Selected text:
+++

Torsion on Open Section Beams and Pipe Supports Design

In the last twenty years, with the increased use of 3D modelling in the O&G industry, most of the EPC companies have progressively passed the pipe supports selection and design duties from Stress Engineers and Pipe Supports Specialists to Piping Designers, who are directly involved in the 3D modelling. This handover has generally not been supported by a structured knowledge transfer, which has resulted in some recurrent examples of non-optimal design. This paper addresses one of them, specifically the effect of torsion induced on open shape beams, the implications of which are generally little known by the wider audience, by presenting the engineering problem, proposing the appropriate solutions for some typical cases and discussing some experimental results, in an effort to raise the overall awareness on the matter.

Introduction:

The present article is divided into three parts:

• Part A contains a simple mathematical dissertation on open shape beams subject to torsion  
• Part B lists some of the typical torsion related issues in the pipe support design for the O&G industry. A solution to contain the effects of torsion is given for each case.
• Part C recounts about the findings of an experiment done at site.

General:

Steel beams have evolved across last centuries to respond to the changing needs of societies and technology; it has to be recognized that beams shapes have been developed by Mankind (not readily available as such in Nature) to resist specific type of loading and thus may not work properly when subjected to kind of loading different from the ones they have been engineered for.

Among the above ones, two of the most recurrent shapes, utilised in various Industries, for various scopes, are the circular hollow shape (pipe) and the H shape (HEA and UC beams in example), see Fig. 1.

This article will mainly focus on these shapes for illustrative purposes around the subject.

Fig. 1

PART A – Open shape steel beams under torsion

Torsion on beams: Twisting.

The change of rotation (twist) per unit length (i.e. the first derivative of rotation) of a St Venant beam subject to torsion (pure torsion of a long prism unrestrained at its ends) is given by the following formula:

ɸ’ = T/G I_T , where

T is the applied torque

G is the shear modulus

I_T is the St Venant torsional constant

The rotation ɸ of one end of the prism with respect to the other end is thus LT/G I_T, where L is the length of the prism.

Fig. 2

Torsion on beams: Warping.

+++

Written request 1:
Edit the listing from its first line through the line containing "87 L 237 62", swapping "limestone" for "sandstone" and keeping everything else the same.

Entries supplied:
+++

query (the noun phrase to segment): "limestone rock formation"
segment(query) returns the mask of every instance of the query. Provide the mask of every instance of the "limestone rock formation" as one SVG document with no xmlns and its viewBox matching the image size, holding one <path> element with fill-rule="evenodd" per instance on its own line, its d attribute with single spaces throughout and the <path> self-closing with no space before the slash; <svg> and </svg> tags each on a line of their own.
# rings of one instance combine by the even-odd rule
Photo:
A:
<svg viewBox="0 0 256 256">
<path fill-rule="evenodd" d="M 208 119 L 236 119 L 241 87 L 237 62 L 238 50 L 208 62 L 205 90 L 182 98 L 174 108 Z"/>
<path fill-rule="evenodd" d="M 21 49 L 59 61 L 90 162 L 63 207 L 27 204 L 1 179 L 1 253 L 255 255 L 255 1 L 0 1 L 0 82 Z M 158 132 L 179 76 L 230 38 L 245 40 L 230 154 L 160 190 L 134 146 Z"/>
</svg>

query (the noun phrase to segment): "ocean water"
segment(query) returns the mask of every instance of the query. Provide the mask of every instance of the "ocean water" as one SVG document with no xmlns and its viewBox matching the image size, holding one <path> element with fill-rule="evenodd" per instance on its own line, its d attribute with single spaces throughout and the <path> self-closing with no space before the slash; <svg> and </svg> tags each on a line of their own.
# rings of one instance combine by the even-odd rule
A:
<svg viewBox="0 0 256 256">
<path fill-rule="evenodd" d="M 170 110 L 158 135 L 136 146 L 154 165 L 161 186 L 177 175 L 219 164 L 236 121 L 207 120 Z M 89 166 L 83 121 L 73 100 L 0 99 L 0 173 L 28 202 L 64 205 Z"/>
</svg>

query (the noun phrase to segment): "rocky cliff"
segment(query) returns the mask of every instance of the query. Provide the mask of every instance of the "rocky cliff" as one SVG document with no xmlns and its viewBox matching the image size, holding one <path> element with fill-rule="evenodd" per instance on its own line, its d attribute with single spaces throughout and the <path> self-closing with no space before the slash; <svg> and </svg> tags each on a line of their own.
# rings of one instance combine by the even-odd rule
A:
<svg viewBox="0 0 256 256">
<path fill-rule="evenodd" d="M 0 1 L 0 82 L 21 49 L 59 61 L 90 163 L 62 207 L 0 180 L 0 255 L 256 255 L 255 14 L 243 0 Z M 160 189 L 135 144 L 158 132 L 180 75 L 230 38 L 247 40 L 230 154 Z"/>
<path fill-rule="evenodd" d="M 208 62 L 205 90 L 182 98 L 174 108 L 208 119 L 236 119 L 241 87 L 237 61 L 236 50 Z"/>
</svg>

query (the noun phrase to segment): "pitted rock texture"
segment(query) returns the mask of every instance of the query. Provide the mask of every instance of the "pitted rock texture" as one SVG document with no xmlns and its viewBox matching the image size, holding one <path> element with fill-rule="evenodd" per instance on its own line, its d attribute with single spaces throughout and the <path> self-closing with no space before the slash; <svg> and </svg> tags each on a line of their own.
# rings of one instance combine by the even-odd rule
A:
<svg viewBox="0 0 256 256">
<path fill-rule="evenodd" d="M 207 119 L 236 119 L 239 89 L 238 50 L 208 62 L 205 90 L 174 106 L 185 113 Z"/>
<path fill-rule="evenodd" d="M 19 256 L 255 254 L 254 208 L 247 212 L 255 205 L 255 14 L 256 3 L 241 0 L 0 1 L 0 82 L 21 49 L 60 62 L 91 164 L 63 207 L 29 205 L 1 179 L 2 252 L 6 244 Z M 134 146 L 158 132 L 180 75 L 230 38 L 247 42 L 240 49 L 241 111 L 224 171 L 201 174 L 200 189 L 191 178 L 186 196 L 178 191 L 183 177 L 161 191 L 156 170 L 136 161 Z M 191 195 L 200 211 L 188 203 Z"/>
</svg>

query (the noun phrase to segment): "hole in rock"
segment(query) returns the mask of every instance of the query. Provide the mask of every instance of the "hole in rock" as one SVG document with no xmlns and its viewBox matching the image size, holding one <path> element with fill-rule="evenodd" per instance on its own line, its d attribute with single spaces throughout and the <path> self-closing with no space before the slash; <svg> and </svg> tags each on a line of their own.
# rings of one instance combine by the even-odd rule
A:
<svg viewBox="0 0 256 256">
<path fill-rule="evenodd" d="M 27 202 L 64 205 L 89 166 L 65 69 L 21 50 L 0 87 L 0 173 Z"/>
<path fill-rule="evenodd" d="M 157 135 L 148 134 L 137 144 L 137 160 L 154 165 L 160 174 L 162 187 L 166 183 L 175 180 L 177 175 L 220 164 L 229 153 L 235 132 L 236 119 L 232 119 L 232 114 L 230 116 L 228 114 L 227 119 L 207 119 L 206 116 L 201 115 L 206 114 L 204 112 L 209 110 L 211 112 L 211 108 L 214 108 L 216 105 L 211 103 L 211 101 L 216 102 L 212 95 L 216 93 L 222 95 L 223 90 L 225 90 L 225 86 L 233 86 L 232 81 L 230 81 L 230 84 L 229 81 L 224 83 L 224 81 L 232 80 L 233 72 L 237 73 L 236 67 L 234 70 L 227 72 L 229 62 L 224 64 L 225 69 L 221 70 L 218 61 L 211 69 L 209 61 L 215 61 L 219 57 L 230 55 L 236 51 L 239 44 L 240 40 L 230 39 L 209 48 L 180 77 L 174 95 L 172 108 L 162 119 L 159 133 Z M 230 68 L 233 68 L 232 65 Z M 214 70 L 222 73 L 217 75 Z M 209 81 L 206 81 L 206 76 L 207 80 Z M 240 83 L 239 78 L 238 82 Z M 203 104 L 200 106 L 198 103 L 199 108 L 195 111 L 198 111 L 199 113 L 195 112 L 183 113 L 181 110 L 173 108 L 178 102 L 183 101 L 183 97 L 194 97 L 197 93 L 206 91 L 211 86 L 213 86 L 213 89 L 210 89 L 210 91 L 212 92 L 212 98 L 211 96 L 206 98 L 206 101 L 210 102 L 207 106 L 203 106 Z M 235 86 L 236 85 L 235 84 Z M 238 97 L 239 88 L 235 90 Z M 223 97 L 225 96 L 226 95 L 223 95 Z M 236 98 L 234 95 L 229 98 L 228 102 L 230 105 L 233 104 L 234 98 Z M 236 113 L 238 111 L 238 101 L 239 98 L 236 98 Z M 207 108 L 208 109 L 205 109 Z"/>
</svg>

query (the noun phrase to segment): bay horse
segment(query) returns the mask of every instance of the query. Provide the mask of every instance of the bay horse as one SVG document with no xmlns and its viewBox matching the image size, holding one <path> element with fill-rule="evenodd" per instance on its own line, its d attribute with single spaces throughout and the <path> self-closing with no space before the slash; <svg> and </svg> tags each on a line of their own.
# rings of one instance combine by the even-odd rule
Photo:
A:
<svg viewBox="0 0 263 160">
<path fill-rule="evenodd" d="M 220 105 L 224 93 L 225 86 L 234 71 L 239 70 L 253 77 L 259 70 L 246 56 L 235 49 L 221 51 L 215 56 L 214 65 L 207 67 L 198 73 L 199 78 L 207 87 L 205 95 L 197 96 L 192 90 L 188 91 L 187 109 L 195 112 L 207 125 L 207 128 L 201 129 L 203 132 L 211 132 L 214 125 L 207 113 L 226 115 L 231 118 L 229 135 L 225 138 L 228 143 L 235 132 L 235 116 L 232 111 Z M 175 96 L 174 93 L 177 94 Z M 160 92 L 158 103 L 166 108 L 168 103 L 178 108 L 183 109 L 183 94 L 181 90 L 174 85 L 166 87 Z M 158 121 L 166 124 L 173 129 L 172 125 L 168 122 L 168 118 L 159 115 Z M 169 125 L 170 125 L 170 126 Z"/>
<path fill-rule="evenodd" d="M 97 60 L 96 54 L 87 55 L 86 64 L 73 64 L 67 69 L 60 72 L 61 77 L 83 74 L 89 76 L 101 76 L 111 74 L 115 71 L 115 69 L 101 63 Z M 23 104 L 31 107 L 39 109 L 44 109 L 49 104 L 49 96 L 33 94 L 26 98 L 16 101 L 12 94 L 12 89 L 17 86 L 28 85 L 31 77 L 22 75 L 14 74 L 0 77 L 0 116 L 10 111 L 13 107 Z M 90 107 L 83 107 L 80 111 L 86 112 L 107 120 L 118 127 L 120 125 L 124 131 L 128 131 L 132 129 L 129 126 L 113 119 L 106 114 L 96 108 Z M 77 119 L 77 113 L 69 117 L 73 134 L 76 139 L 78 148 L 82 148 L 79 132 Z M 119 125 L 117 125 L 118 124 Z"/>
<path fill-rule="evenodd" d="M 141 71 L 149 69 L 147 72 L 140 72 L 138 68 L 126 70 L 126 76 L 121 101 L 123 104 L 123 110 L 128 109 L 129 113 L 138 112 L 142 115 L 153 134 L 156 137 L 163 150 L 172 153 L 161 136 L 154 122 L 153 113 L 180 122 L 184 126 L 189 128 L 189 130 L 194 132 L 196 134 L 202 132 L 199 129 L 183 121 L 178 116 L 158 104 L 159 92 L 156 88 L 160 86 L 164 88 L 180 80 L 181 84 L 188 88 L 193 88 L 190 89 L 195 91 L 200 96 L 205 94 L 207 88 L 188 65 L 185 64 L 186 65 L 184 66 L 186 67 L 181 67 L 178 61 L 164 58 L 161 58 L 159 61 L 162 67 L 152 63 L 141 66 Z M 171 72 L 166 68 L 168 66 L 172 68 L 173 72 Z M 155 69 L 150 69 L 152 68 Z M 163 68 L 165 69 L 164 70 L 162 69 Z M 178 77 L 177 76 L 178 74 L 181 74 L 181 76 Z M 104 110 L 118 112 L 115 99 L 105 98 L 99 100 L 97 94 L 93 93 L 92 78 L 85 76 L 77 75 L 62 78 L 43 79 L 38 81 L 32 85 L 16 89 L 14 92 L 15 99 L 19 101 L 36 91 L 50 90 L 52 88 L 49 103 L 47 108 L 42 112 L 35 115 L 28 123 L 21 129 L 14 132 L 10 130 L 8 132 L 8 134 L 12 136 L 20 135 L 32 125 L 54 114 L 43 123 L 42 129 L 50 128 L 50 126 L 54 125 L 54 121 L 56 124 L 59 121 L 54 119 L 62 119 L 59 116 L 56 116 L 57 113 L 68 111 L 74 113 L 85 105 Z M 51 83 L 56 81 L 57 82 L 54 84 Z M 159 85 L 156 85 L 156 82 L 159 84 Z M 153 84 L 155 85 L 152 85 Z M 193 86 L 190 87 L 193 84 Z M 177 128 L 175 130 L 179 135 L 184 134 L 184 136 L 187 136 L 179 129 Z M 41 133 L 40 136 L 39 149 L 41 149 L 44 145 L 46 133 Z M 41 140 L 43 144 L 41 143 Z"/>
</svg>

+++

Written request 2:
Reproduce the part of the torsion article starting with "Among the above" and going on through "on beams: Twisting.".

Result 1:
query (the noun phrase to segment): "sandstone rock formation"
segment(query) returns the mask of every instance of the query. Provide the mask of every instance of the "sandstone rock formation" as one SVG document with no xmlns and its viewBox matching the image size, holding one <path> element with fill-rule="evenodd" per instance on its own line, its d attribute with single spaces throughout and the <path> self-closing with no space before the slash; <svg> and </svg> tags each on a line of their own.
# rings of one instance combine by the even-odd rule
Photo:
A:
<svg viewBox="0 0 256 256">
<path fill-rule="evenodd" d="M 208 119 L 236 119 L 241 87 L 237 62 L 238 50 L 208 62 L 205 90 L 182 98 L 174 108 Z"/>

Result 2:
Among the above ones, two of the most recurrent shapes, utilised in various Industries, for various scopes, are the circular hollow shape (pipe) and the H shape (HEA and UC beams in example), see Fig. 1.

This article will mainly focus on these shapes for illustrative purposes around the subject.

Fig. 1

PART A – Open shape steel beams under torsion

Torsion on beams: Twisting.